* WHAT THIS TASK INVOLVES: After locating the line that contains "Please put a point on the window pane", restate it and each later line word for word through the end of the records.
______________________________
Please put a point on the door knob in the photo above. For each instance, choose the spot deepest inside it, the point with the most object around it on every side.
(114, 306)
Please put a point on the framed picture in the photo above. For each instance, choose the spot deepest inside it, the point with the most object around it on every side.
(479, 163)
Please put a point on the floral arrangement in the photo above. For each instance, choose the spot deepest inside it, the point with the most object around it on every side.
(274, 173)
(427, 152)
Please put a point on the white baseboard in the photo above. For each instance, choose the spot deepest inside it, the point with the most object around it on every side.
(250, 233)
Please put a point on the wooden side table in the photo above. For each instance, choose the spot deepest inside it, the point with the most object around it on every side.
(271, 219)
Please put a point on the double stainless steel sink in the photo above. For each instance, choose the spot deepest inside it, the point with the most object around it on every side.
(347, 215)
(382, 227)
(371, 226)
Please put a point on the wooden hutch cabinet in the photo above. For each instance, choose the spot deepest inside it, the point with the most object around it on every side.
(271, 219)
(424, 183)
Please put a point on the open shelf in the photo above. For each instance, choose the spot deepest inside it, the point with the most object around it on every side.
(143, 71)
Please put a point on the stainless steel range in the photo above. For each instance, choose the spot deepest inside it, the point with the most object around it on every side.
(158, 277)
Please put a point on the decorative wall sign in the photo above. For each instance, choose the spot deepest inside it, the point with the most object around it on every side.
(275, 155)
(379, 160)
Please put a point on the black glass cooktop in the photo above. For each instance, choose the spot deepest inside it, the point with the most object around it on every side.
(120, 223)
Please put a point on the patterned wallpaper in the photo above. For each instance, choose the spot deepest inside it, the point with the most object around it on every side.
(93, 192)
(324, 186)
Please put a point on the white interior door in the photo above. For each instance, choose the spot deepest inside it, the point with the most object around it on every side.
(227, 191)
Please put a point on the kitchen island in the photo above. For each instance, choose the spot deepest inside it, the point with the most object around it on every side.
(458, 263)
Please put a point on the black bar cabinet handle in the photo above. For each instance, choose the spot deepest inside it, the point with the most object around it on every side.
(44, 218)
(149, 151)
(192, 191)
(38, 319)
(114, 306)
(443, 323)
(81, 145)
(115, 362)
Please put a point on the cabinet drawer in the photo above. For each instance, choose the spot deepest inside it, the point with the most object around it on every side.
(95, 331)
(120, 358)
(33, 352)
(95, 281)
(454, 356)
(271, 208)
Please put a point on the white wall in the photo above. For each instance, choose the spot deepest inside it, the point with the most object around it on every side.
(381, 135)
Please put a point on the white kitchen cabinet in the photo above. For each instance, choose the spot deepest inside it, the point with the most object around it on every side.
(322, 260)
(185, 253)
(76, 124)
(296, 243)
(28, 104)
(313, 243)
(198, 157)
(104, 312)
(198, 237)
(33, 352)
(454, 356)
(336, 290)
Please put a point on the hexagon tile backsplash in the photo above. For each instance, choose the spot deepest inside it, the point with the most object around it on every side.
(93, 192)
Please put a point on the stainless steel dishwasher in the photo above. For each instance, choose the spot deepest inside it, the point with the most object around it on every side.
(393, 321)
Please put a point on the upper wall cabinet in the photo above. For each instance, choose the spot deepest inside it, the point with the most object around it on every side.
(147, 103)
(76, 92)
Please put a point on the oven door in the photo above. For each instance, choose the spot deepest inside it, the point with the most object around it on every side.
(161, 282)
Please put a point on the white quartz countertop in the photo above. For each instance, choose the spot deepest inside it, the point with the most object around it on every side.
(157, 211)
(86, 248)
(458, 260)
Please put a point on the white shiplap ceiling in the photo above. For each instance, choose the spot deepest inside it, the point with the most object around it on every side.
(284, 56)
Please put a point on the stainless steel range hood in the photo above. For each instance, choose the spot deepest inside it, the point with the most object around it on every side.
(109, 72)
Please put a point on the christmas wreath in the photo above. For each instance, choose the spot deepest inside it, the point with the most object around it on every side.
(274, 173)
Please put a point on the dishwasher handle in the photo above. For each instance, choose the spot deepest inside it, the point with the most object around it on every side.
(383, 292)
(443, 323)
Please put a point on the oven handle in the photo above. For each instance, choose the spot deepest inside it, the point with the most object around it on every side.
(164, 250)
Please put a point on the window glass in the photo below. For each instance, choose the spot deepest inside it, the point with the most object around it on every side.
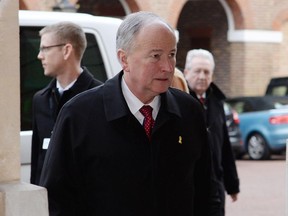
(32, 76)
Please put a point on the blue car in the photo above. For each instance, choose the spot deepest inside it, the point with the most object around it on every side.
(263, 124)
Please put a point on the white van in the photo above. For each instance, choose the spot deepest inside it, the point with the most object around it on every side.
(100, 58)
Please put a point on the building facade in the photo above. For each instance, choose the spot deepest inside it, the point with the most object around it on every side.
(249, 38)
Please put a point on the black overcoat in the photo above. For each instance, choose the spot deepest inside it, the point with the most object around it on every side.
(46, 105)
(100, 161)
(225, 176)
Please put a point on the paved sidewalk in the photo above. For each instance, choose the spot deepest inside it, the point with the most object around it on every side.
(262, 185)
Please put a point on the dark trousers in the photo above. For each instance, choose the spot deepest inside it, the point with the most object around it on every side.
(217, 202)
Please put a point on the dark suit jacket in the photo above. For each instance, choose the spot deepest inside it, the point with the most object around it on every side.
(100, 161)
(46, 105)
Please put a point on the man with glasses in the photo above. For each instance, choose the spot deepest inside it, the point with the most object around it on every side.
(61, 49)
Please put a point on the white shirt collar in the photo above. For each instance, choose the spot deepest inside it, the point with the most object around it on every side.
(135, 104)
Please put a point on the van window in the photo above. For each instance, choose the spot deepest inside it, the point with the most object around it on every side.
(32, 76)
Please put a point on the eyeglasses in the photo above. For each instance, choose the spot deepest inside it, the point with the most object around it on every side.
(45, 48)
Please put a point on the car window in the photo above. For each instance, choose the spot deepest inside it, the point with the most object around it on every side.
(278, 90)
(32, 76)
(237, 106)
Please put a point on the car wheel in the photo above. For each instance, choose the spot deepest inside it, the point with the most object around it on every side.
(258, 148)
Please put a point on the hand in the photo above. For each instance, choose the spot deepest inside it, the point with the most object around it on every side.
(234, 197)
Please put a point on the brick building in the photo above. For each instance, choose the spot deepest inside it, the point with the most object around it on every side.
(247, 37)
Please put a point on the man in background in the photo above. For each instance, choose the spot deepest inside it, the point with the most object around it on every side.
(61, 49)
(198, 72)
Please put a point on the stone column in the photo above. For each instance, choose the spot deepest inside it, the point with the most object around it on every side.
(16, 198)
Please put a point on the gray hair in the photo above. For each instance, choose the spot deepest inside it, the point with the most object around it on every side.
(199, 53)
(131, 26)
(68, 32)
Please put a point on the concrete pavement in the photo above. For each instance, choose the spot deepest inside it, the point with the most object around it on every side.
(262, 185)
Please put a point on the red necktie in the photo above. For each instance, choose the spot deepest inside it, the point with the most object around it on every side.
(148, 123)
(202, 100)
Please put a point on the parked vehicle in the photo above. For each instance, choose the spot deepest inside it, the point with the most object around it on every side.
(232, 122)
(278, 86)
(263, 124)
(100, 58)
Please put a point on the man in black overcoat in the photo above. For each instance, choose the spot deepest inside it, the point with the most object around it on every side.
(198, 72)
(61, 49)
(101, 161)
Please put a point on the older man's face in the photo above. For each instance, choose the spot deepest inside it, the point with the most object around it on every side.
(199, 75)
(150, 64)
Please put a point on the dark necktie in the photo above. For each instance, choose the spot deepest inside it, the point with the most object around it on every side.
(148, 123)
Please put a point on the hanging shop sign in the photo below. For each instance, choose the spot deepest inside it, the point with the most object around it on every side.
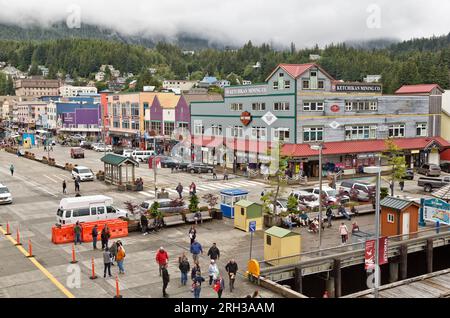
(246, 118)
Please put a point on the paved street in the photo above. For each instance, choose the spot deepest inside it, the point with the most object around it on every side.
(36, 189)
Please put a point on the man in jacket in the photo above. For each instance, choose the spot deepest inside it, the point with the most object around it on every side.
(107, 262)
(184, 267)
(162, 259)
(94, 236)
(196, 249)
(231, 269)
(179, 189)
(77, 232)
(166, 279)
(214, 252)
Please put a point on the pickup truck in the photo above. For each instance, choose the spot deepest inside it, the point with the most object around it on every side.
(332, 195)
(429, 184)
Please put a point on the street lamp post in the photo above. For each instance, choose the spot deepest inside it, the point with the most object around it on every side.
(319, 147)
(376, 170)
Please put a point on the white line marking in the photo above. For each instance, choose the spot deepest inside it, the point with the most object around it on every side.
(53, 180)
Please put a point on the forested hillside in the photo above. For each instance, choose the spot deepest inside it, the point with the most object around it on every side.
(416, 61)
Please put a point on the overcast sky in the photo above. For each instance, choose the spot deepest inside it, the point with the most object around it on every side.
(304, 22)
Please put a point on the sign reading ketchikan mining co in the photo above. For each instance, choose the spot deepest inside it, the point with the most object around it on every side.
(243, 91)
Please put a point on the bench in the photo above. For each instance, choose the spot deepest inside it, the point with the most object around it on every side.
(190, 218)
(173, 220)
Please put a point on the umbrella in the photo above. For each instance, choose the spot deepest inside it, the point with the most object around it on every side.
(443, 193)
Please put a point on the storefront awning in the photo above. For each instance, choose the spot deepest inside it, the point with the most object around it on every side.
(362, 146)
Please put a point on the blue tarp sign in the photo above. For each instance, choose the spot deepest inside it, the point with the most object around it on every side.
(252, 226)
(435, 210)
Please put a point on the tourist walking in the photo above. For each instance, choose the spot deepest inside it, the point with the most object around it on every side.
(166, 280)
(197, 285)
(213, 272)
(343, 231)
(162, 258)
(196, 250)
(179, 189)
(94, 236)
(107, 262)
(77, 231)
(219, 286)
(214, 252)
(120, 257)
(329, 215)
(105, 236)
(184, 266)
(192, 234)
(196, 268)
(192, 189)
(231, 269)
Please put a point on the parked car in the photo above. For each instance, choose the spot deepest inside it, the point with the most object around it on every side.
(430, 170)
(361, 191)
(199, 168)
(331, 194)
(5, 195)
(87, 209)
(429, 184)
(409, 174)
(165, 206)
(76, 153)
(103, 148)
(142, 155)
(84, 173)
(445, 167)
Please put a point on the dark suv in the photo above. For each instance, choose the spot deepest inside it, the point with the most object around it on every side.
(199, 168)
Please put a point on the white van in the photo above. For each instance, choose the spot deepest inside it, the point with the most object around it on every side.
(142, 155)
(87, 209)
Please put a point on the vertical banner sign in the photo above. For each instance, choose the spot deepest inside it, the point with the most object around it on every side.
(369, 257)
(383, 251)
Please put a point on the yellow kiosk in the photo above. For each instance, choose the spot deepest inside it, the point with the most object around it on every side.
(279, 243)
(245, 212)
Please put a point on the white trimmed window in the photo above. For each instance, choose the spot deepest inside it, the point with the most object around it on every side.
(199, 129)
(397, 130)
(259, 132)
(258, 106)
(422, 129)
(216, 130)
(281, 106)
(282, 134)
(312, 134)
(360, 132)
(391, 218)
(236, 106)
(313, 106)
(287, 84)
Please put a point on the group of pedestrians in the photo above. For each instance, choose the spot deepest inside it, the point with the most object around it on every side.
(115, 252)
(216, 281)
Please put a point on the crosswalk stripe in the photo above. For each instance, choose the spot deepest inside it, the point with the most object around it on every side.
(53, 180)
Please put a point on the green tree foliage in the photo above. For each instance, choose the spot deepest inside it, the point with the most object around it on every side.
(417, 61)
(193, 204)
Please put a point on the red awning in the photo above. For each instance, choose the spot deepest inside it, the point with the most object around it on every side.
(363, 146)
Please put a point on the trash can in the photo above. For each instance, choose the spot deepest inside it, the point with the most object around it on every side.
(361, 237)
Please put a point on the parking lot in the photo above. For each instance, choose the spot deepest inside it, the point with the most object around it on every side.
(37, 190)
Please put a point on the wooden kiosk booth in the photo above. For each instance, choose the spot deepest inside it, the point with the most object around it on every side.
(245, 212)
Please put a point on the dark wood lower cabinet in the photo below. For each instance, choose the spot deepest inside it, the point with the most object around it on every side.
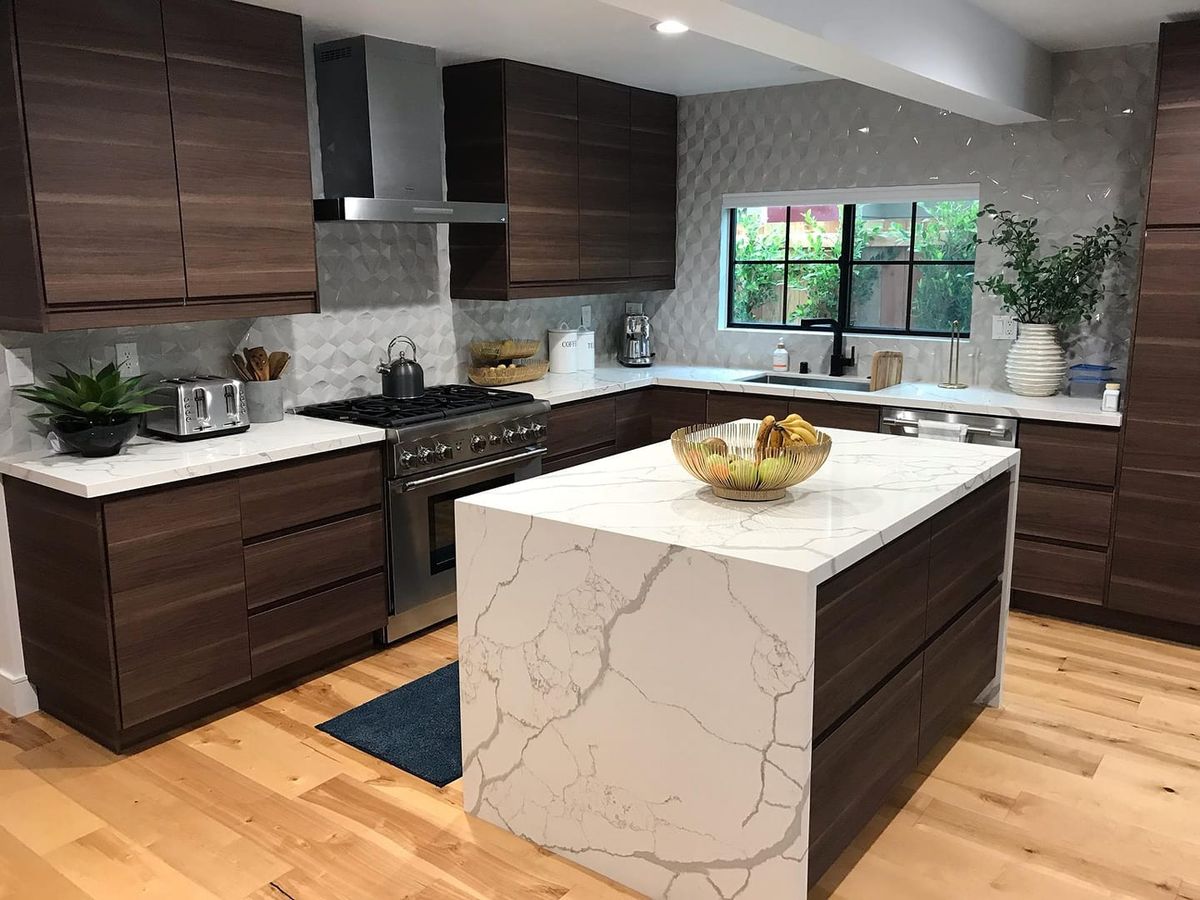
(141, 612)
(885, 691)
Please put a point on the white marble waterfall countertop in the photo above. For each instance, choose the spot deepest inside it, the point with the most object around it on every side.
(148, 462)
(873, 489)
(916, 395)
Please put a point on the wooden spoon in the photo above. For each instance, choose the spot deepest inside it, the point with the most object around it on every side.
(277, 363)
(259, 364)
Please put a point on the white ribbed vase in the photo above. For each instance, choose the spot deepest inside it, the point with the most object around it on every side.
(1037, 363)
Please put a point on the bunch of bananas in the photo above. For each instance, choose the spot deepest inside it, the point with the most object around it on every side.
(774, 436)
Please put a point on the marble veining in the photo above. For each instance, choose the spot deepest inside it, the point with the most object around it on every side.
(637, 655)
(148, 462)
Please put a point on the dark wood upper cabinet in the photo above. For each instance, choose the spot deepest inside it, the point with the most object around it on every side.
(587, 169)
(155, 159)
(241, 148)
(1174, 186)
(97, 123)
(652, 183)
(604, 180)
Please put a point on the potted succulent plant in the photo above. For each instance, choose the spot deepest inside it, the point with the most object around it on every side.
(94, 414)
(1048, 293)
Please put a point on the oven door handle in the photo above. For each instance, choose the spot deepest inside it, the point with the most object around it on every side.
(523, 456)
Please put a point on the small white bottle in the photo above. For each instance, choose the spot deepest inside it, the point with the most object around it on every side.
(1111, 400)
(779, 359)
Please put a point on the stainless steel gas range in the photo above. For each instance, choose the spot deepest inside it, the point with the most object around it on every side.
(453, 442)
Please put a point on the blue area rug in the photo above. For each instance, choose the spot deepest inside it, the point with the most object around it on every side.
(415, 727)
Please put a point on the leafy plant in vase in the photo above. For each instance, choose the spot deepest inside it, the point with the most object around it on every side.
(94, 414)
(1048, 293)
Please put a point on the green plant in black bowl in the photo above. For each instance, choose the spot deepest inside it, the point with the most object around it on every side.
(94, 414)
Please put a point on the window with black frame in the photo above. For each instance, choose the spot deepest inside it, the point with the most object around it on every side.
(888, 267)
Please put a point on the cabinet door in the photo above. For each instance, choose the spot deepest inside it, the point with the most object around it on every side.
(241, 142)
(97, 117)
(652, 174)
(604, 179)
(179, 598)
(543, 123)
(1174, 189)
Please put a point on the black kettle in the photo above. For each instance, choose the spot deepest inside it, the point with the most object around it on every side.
(402, 377)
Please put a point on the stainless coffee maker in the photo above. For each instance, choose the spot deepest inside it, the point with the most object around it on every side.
(636, 348)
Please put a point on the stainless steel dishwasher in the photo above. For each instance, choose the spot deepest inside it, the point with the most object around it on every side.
(991, 430)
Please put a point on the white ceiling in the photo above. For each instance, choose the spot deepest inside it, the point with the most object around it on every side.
(586, 36)
(1084, 24)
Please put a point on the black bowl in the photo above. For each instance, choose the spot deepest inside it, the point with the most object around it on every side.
(95, 439)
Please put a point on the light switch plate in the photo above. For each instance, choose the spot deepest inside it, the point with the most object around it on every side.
(18, 363)
(127, 359)
(1003, 328)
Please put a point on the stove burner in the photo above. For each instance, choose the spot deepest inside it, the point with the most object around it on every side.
(444, 401)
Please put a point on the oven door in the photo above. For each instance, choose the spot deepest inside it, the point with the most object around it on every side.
(420, 522)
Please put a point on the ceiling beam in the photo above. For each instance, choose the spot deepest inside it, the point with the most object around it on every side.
(945, 53)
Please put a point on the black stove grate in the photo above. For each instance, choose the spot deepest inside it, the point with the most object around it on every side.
(444, 401)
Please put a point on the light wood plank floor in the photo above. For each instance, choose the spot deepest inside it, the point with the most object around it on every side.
(1086, 785)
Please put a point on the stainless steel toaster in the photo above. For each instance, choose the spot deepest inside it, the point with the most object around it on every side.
(197, 407)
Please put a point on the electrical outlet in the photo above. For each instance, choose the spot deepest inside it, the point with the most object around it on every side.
(127, 359)
(1003, 328)
(18, 363)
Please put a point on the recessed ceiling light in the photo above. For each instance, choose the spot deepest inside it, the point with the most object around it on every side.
(670, 27)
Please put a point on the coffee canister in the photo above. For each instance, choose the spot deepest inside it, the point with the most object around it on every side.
(586, 351)
(563, 349)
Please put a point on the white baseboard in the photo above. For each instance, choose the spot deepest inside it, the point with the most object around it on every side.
(17, 695)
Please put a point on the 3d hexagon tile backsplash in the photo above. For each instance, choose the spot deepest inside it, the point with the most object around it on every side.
(379, 280)
(1073, 172)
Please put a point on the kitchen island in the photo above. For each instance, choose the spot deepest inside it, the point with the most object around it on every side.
(706, 699)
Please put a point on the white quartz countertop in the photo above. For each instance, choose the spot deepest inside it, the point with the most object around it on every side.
(983, 401)
(873, 489)
(148, 462)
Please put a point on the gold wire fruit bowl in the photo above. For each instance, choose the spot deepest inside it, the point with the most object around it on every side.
(726, 459)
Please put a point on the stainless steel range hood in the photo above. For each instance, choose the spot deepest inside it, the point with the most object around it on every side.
(379, 109)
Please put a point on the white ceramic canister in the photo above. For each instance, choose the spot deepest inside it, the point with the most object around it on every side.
(586, 351)
(563, 349)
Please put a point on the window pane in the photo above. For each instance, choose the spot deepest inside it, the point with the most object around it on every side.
(946, 229)
(813, 291)
(760, 233)
(879, 295)
(759, 293)
(940, 295)
(882, 231)
(816, 233)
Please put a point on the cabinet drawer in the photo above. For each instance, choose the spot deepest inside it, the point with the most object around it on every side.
(857, 766)
(959, 664)
(306, 627)
(1066, 573)
(725, 406)
(298, 563)
(298, 493)
(1066, 514)
(580, 426)
(837, 415)
(870, 618)
(1067, 453)
(966, 551)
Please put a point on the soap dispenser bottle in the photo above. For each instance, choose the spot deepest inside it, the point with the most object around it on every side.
(779, 358)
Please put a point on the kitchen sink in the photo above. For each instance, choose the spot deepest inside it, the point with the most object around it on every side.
(798, 381)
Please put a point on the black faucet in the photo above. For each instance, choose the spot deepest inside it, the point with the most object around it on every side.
(838, 363)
______________________________
* EXERCISE SOLUTION:
Please put a point on the window pane in the photo above. For each instance, choose the spot deepest inside it, the point with the most object around it on every side.
(946, 229)
(813, 291)
(760, 233)
(879, 295)
(759, 293)
(940, 295)
(882, 231)
(816, 233)
Please put a point on the cabinet drawer in the photo above. For each instance, choose the spot deepest inside it, the point with the most object around it on every side.
(857, 766)
(959, 664)
(306, 627)
(1066, 573)
(725, 406)
(298, 563)
(298, 493)
(1066, 514)
(580, 426)
(837, 415)
(870, 618)
(1067, 453)
(966, 551)
Please put a point on the soap dispenser bottle in the photo above. For each instance, choose the spot deepest inside it, the point with the most object around it on every side.
(779, 358)
Please put a point on the kitchen sink in the photo above. For each instance, choose the spot deepest inside it, the point with the most object around it on every side.
(798, 381)
Please put a point on the black faucet in the photo above. For each instance, choose the spot deepest inside it, the point with the most object around it on every side.
(838, 363)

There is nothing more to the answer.